**TASK OBJECTIVE:** Count the lines in the dataset rows below that contain the word "dark", and give only the number.

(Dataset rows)
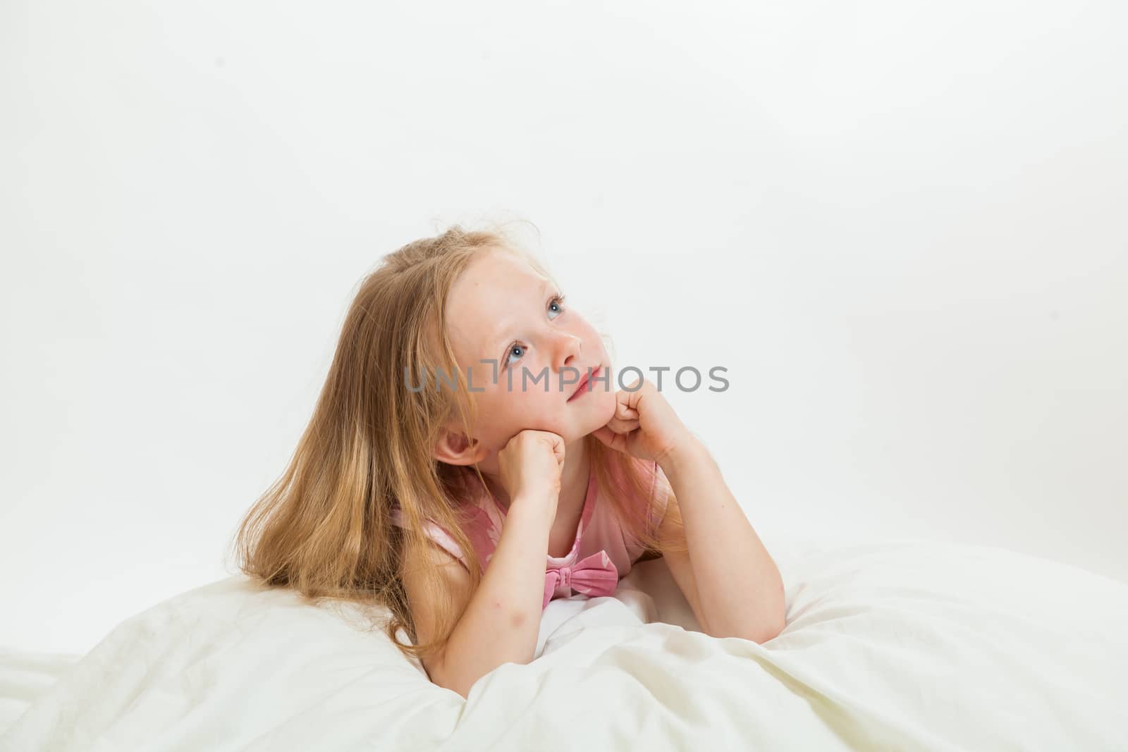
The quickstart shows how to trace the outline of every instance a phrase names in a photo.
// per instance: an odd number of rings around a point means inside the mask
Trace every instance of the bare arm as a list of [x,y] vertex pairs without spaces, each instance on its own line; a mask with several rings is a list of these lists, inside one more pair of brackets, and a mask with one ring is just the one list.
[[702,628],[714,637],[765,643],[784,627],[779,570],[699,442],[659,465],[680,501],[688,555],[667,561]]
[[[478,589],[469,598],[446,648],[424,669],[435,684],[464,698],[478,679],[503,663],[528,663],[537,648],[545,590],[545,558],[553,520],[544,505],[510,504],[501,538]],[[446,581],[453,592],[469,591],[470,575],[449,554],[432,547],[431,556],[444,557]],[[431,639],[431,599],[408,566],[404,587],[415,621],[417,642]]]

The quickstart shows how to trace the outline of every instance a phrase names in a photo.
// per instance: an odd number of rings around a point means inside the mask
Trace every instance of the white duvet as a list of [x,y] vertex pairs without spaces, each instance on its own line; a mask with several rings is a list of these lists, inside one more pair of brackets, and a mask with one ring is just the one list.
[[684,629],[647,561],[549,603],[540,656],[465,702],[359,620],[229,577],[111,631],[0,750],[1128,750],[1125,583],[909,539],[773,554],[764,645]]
--
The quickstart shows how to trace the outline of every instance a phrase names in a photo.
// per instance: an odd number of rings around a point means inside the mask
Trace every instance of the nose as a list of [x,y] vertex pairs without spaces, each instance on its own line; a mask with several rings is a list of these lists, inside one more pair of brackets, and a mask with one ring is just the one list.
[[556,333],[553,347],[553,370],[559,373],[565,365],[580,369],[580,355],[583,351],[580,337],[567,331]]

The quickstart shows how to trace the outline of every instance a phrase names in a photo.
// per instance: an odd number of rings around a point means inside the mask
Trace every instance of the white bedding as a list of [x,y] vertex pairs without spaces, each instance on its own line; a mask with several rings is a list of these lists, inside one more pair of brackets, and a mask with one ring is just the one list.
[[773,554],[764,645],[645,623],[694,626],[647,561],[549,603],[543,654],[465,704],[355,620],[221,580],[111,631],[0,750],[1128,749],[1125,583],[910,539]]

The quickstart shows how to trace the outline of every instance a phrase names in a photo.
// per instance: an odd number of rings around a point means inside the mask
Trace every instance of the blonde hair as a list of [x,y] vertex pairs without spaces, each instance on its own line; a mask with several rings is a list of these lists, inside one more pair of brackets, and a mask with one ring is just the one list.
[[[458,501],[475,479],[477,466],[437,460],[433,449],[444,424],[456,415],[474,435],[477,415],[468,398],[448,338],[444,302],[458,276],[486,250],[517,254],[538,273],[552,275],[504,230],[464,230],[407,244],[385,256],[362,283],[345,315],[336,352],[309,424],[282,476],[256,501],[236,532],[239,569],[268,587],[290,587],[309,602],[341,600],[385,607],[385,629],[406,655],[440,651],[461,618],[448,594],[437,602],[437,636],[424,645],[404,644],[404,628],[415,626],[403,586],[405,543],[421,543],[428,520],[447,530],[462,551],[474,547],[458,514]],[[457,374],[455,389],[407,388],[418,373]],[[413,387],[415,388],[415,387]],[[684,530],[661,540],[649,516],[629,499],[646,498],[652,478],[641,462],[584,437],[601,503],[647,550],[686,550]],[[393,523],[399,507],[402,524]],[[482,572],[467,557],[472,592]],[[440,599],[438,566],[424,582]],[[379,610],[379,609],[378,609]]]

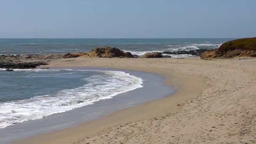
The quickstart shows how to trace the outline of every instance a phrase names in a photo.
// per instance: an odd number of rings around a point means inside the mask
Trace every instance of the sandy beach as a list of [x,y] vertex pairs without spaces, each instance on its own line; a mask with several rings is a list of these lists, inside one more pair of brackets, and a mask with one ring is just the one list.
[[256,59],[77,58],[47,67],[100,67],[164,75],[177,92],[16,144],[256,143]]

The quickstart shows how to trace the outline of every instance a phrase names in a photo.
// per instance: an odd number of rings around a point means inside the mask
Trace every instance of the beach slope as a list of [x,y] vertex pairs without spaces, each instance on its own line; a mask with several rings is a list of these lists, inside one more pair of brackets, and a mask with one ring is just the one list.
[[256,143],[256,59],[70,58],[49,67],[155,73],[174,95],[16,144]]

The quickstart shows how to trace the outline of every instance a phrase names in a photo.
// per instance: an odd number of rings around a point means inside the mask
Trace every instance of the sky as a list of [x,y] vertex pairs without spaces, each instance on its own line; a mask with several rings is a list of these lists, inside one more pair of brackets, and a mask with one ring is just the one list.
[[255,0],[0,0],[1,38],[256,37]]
* * *
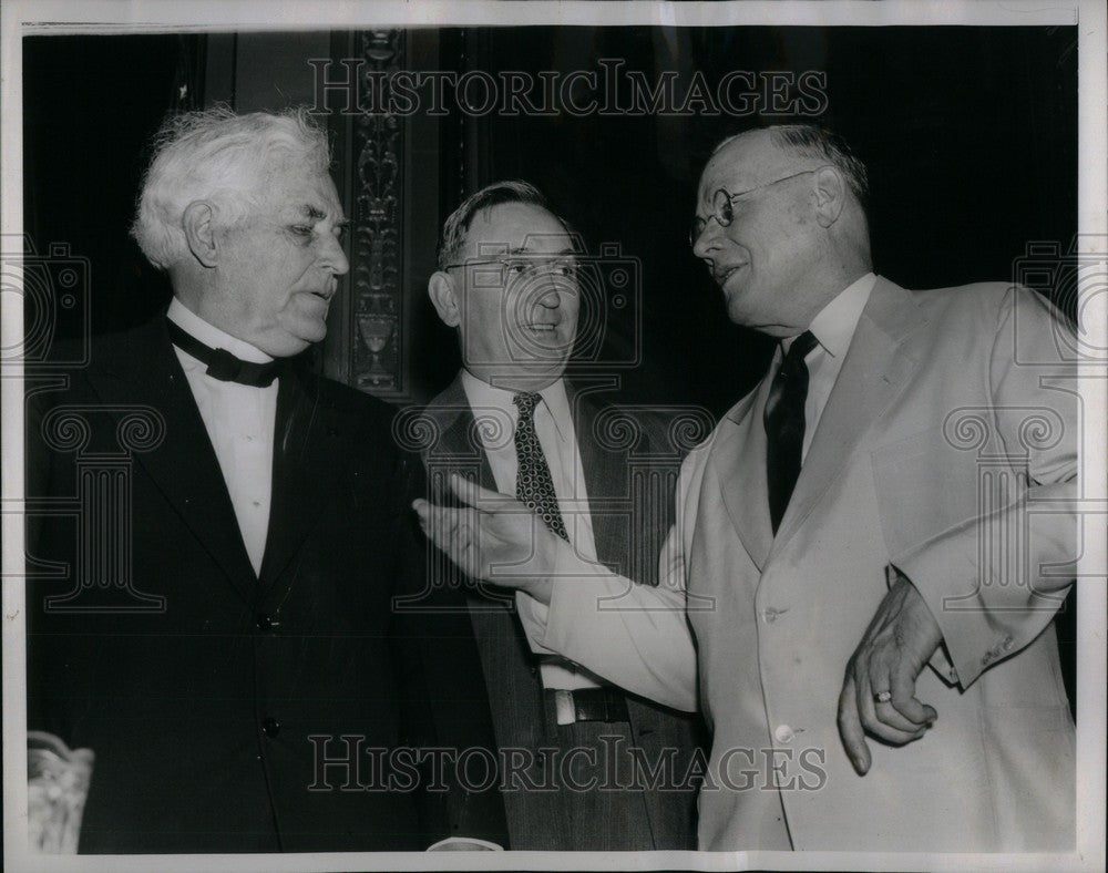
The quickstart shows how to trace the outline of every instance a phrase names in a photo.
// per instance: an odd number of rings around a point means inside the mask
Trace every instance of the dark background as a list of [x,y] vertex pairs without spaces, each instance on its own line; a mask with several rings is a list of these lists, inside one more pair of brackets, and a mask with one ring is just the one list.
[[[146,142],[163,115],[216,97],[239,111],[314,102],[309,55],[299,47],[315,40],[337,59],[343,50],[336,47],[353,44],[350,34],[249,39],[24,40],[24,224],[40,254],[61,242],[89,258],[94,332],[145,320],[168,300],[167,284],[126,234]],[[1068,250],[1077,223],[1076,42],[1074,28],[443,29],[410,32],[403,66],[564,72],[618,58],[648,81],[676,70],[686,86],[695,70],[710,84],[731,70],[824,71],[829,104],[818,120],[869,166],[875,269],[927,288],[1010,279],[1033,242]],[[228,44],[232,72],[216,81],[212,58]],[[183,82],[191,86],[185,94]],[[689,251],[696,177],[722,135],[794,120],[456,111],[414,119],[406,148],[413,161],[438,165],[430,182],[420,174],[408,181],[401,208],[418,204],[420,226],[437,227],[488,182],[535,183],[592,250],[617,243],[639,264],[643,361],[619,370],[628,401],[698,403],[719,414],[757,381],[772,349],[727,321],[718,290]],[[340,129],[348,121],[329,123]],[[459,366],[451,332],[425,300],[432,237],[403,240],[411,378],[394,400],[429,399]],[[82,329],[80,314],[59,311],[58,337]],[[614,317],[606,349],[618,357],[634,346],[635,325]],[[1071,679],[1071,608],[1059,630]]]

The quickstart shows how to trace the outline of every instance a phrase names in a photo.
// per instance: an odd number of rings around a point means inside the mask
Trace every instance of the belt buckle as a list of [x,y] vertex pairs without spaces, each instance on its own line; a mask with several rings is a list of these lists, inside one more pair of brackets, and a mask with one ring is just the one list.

**RESPONSE FOR THIS EXERCISE:** 1